Start of SOURCE EXTRACT

Then There Was Fire
Power of the Deadline
Once the second week of #vibejam was announced, I knew I was cooked, and had to implement multiplayer.
I was naive about how much work it would take, even with LLMs on my side.
The main issue was breaking out the physics logic from the client and moving it to the server.
Keeping cannon animation on the frontend consistent with the physics on the backend was a challenge.
You don’t want cannonballs hitting water but counting as hits on an enemy ship.
Once the basics were working, I spent a bit of time optimising the server.
The game worked well in multiplayer, you could fire cannons, accurately hit opponents, and die when taking too much damage.
But after a few minutes of gameplay, the server started getting laggy.
At first, I thought it was the link between the Vercel instance and the AWS server running the backend.
It wasn’t.
Turned out ships and cannonballs weren’t getting recycled.
Each cannonball fired would stay in the world and keep getting refreshed with every game loop.
Once that was sorted, the game was ready to submit.
On Coding with LLMs
We’re in a very exciting time to be a software developer.
Everyone becomes a 10x developer. We can build so much, so fast.
The giants, Zoom, HubSpot, Slack, will be challenged by companies with better products and smaller teams.
Smaller teams means less bureaucracy. Faster iterations. Happier customers.
On Cursor
What a tool, but it had its days where it just didn’t work.
I was trying to use the Claude 3.7 model and it would just spin in circles.
I think Cursor is a fantastic IDE.
Shame it’s based on VS Code. I never liked VS.

End of SOURCE EXTRACT

*EXERCISE TASKS*
A - From the post about building a multiplayer game, pull out the passage that begins with the words containing "Everyone becomes a" and ends with "just didn’t work.", word for word.
B - In the post about building a multiplayer game, what turned out to be the cause of the server getting laggy?
C - Carry on writing the post about building a multiplayer game, picking up right after its last sentence.

Start of SUPPLIED INFORMATION

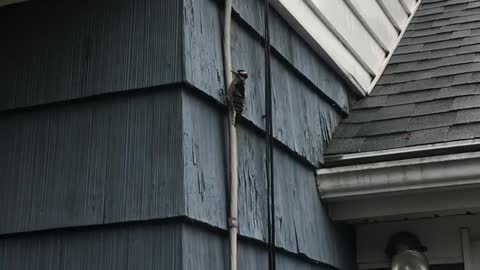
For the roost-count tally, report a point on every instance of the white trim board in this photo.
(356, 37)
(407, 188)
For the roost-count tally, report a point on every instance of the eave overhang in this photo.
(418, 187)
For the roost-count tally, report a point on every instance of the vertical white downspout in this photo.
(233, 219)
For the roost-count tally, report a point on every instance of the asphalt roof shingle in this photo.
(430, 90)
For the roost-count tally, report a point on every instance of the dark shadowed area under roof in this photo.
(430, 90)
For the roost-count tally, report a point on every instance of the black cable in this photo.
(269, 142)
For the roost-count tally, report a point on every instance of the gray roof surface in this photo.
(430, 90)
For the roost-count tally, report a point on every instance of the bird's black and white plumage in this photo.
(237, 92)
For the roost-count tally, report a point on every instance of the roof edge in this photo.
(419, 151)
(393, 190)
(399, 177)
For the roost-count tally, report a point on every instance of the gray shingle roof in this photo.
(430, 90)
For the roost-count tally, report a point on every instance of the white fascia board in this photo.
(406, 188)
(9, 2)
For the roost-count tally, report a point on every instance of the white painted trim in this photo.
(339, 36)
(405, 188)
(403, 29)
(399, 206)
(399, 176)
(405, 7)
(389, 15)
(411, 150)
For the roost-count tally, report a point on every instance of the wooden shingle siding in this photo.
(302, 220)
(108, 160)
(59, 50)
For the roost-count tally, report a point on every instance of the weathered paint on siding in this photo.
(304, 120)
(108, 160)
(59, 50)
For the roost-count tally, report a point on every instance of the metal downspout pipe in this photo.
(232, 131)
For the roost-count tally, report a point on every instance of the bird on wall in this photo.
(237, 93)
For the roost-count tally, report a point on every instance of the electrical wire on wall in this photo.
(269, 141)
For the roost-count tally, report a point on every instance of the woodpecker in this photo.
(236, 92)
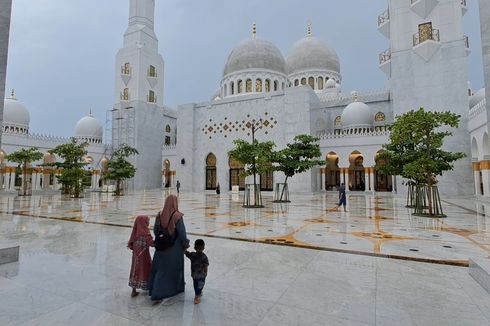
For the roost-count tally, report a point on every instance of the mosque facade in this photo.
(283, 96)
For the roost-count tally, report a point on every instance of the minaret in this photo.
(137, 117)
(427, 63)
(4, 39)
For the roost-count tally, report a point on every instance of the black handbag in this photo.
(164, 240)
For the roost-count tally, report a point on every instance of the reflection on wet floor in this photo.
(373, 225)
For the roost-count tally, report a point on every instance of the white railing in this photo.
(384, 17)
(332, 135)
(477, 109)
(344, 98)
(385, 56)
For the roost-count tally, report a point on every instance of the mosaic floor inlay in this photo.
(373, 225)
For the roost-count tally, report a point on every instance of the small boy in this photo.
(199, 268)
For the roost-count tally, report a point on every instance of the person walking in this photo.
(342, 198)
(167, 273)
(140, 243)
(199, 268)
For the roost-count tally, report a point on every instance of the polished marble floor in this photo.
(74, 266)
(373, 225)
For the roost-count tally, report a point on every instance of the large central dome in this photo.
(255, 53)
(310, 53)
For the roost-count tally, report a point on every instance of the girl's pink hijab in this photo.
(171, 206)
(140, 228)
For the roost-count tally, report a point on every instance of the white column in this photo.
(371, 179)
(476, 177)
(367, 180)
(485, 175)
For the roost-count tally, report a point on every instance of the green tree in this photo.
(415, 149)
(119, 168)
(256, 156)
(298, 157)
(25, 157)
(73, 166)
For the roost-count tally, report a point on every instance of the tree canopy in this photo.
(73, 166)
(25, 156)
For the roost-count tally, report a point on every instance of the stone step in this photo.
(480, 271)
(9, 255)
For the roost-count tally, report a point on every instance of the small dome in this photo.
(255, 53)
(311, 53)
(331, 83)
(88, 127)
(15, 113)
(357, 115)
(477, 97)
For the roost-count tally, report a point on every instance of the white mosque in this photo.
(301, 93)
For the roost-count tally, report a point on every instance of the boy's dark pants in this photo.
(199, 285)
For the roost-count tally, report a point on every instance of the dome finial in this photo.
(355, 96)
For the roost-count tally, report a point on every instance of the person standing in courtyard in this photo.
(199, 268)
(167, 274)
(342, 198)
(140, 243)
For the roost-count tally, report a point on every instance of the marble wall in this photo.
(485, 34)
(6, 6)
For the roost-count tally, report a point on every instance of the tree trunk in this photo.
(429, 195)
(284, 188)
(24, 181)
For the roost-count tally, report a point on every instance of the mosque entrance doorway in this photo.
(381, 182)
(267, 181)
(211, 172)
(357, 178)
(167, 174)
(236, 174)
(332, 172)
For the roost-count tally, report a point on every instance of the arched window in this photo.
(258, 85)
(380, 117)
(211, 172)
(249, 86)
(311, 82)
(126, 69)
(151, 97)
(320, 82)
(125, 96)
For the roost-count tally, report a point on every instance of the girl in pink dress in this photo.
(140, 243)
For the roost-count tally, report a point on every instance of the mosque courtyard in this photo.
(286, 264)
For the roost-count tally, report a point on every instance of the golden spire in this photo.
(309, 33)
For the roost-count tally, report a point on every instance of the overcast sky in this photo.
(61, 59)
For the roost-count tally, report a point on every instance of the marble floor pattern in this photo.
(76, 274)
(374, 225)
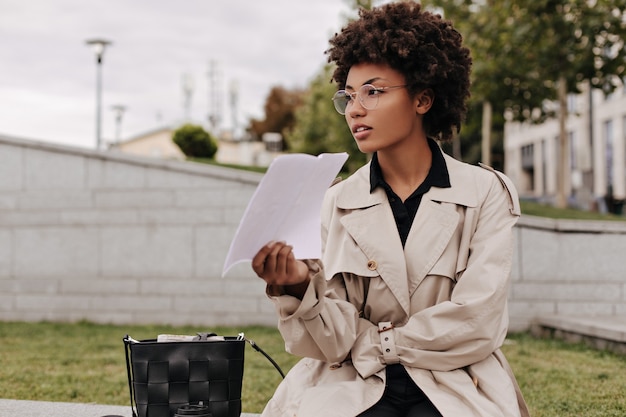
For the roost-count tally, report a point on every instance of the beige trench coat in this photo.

End of SUPPLIED INFORMATION

*EXPECTED RESPONSES*
A -
Everyone becomes a 10x developer. We can build so much, so fast.
The giants, Zoom, HubSpot, Slack, will be challenged by companies with better products and smaller teams.
Smaller teams means less bureaucracy. Faster iterations. Happier customers.
On Cursor
What a tool, but it had its days where it just didn’t work.

B - Ships and cannonballs weren't getting recycled.

C -
It’s a bit flimsy, shortcuts don’t work at all times, terminal command history gets wiped each time you reopen it.
You can’t even copy files directly from the project explorer.
That said, Cursor’s ability to take in multiple files as context and edit code in the right way is amazing.
I wouldn’t have been able to produce this game in such a short time without it.
On Vercel
Did you know you can't run websockets on a Vercel server?
I didn’t.
This forced me to spin up an AWS instance just to handle multiplayer connections.
One more unexpected detour, but that’s the game.
On Building With a Deadline
If #vibejam didn’t have a deadline, the game would never have been multiplayer-ready.
I stayed up all night before submission day to get it working.
This makes me think I should set deadlines for other projects too.
But setting a deadline alone isn’t enough.
The problem is there’s no punishment if you miss a self-imposed deadline.
With #vibejam, if you missed the deadline, you missed the competition.
How can I put myself on the hook for a self-imposed deadline?